DATA SUPPLIED ->
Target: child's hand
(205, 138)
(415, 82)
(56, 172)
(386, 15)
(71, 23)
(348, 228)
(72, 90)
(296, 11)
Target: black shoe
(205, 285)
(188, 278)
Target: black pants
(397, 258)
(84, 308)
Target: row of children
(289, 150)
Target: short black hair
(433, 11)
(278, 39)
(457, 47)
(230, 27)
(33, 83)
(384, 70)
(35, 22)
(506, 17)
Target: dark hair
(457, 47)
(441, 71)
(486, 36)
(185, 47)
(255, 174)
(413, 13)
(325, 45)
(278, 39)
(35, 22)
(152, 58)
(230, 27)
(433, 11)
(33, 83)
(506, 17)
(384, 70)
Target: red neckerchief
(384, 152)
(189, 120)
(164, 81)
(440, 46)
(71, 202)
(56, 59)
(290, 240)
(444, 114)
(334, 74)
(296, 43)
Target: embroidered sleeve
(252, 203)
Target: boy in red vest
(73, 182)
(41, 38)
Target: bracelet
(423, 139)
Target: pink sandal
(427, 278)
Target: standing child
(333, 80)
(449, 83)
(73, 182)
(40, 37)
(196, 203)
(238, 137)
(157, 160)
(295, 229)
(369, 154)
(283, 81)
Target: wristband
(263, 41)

TASK OBJECTIVE -> Reproduce verbatim the portion of the data that begins with the line containing "Target: black pants" and runs through the final line of the data, including both of those lines.

ANSWER FOR THIS EXERCISE ->
Target: black pants
(397, 258)
(84, 308)
Target: row of children
(289, 150)
Target: short black hair
(433, 11)
(278, 39)
(457, 47)
(230, 27)
(33, 83)
(384, 70)
(35, 22)
(506, 17)
Target: dark hair
(457, 47)
(441, 71)
(486, 36)
(185, 47)
(255, 174)
(413, 13)
(325, 45)
(278, 39)
(35, 22)
(152, 58)
(230, 27)
(433, 11)
(33, 83)
(506, 17)
(384, 70)
Target: red neckerchief
(384, 152)
(189, 120)
(164, 81)
(440, 46)
(71, 202)
(56, 59)
(290, 240)
(444, 114)
(334, 74)
(296, 43)
Target: embroidered sleeve
(252, 203)
Target: boy in red vest
(73, 182)
(41, 38)
Target: bracelet
(423, 139)
Target: pink sandal
(427, 278)
Target: standing child
(333, 80)
(449, 83)
(73, 182)
(40, 37)
(196, 203)
(238, 137)
(157, 160)
(295, 229)
(369, 154)
(283, 81)
Target: wristband
(263, 41)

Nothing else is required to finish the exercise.